**EXERCISE TASKS**.
a - Answer these questions about the music metrics passage, one per line:
(i) What range is listed for Pitch Class Entropy?
(ii) What symbol stands for Voice Error Rate?
(iii) Which source is cited for the note-level pairwise metrics?
b - Carry on the music metrics passage, starting right after its final line.

**SOURCE PASSAGE**.
Source: [MusPy](https://github.com/salu133445/muspy) / ISMIR 2020.

| Metric | Symbol | Range |
|--------|--------|-------|
| Pitch Class Entropy | PCE | [0, log2(12)] |
| Empty Beat Rate | EBR | [0, 1] |
| Groove Consistency | GS | [0, 1] |
| Scale Consistency | SC | [0, 1] |
| Pitch-in-Scale Rate | PISR | [0, 1] |
| Polyphony | Poly | [0, inf) |
| Polyphony Rate | PR | [0, 1] |
| Pitch Range | Range | [0, 127] |
| Unique Pitches | N_p | [0, 128] |
| Unique Pitch Classes | N_pc | [0, 12] |
| Empty Measure Rate | EMR | [0, 1] |
| Pitch Entropy | PE | [0, 7] |
| Drum Pattern Consistency | DPC | [0, 1] |

### B. Note-level Pairwise (5)

Source: [Ou et al.](https://arxiv.org/abs/2408.15176), Appendix C.

| Metric | Symbol | Range | Description |
|--------|--------|-------|-------------|
| Note F1 | F1 | [0, 1] | Quantised onset + pitch F1 |
| Notei F1 | F1i | [0, 1] | Note F1 plus instrument |
| Melody F1 | F1mel | [0, 1] | Note F1 on detected melody track |
| Instrument IoU | I-IoU | [0, 1] | Instrument set IoU |
| Voice Error Rate | VER | [0, inf) | Normalised voice-order edit distance |

### B2. Pairwise Rhythmic (2)

Sources: [D3PIA](https://github.com/jech2/D3PIA), [mir_eval](https://github.com/craffel/mir_eval).

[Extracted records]
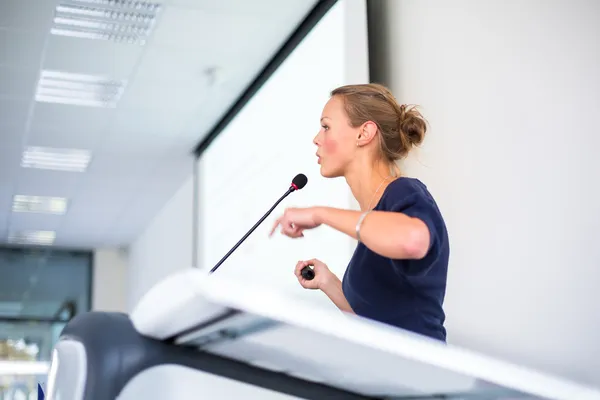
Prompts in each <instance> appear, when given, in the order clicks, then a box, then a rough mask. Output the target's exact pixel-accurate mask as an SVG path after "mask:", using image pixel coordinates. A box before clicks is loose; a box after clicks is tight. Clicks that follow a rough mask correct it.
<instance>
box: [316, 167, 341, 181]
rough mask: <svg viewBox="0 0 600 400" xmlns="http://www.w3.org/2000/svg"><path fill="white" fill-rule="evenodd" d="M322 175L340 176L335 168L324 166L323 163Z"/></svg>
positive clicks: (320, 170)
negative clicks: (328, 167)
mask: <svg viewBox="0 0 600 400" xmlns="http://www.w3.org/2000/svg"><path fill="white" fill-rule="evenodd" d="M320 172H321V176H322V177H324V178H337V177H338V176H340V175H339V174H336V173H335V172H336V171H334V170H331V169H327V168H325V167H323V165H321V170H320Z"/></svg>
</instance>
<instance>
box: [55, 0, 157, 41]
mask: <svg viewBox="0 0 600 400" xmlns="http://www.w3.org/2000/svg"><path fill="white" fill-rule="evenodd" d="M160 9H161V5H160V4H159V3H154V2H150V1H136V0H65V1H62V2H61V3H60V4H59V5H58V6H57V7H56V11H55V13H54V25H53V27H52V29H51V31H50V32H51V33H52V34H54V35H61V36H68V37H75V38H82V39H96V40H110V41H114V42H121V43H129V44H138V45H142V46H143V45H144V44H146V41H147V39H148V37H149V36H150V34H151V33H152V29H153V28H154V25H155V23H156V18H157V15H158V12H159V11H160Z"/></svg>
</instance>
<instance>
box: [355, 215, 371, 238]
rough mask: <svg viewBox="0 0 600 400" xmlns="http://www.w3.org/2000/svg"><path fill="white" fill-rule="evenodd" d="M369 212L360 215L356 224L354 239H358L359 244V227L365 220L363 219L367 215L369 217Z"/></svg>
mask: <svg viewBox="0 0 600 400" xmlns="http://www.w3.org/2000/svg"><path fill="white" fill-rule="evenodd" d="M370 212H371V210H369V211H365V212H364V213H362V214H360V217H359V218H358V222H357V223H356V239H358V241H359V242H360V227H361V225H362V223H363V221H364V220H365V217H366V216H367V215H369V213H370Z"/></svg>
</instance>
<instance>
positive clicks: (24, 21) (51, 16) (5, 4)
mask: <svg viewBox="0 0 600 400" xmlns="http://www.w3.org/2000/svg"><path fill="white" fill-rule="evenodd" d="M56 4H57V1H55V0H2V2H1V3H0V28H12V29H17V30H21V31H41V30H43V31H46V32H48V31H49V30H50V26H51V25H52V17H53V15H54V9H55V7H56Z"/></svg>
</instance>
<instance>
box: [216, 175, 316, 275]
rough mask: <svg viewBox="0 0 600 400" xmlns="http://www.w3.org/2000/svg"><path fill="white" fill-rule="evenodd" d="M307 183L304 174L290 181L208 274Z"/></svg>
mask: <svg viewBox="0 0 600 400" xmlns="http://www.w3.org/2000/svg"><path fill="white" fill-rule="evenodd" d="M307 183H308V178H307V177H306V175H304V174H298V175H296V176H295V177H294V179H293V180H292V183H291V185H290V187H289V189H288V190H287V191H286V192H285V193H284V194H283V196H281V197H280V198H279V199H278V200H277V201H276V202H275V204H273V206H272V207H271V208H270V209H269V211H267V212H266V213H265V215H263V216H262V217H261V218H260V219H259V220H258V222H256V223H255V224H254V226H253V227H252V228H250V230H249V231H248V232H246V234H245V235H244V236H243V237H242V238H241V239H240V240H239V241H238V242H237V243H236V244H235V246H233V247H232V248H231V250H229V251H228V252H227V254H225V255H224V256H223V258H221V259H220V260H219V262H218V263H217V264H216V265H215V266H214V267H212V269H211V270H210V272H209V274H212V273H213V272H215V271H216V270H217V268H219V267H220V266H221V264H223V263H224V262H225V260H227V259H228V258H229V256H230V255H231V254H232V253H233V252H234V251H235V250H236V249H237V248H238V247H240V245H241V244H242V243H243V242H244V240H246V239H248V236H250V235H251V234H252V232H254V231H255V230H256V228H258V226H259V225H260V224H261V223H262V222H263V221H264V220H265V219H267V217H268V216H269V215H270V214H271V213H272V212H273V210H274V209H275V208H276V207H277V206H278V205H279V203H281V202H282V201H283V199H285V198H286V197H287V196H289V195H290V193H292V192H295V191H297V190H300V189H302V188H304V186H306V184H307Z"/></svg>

**OUTPUTS FOR THE TASKS**.
a -
(i) [0, log2(12)]
(ii) VER
(iii) Ou et al., Appendix C

b -
| Metric | Symbol | Range | Description |
|--------|--------|-------|-------------|
| Onset XOR Distance | XOR | [0, 1] | Full-piece aligned binary onset-pattern XOR distance |
| Note Overlap | NOvlp | [0, 1] | mir_eval transcription average overlap |

### C. Bar-level Pairwise (2)

Source: [MuseMorphose](https://arxiv.org/abs/2105.04090).

| Metric | Symbol | Range |
|--------|--------|-------|
| Chroma Similarity | simChr | [0, 1] |
| Groove Similarity | simGrv | [0, 1] |

### D. Chord-level Pairwise (1)

Source: [GETMusic](https://arxiv.org/abs/2305.10841), Eq. 6.

| Metric | Symbol | Range | Description |
|--------|--------|-------|-------------|
| Chord Accuracy | CA | [0, 1] | Per-measure chord label match rate with Viterbi HMM chord recognition |

### E. Distribution-level (6)

Sources: [SongMASS](https://arxiv.org/abs/2012.05168), [FGG](https://arxiv.org/abs/2410.08435).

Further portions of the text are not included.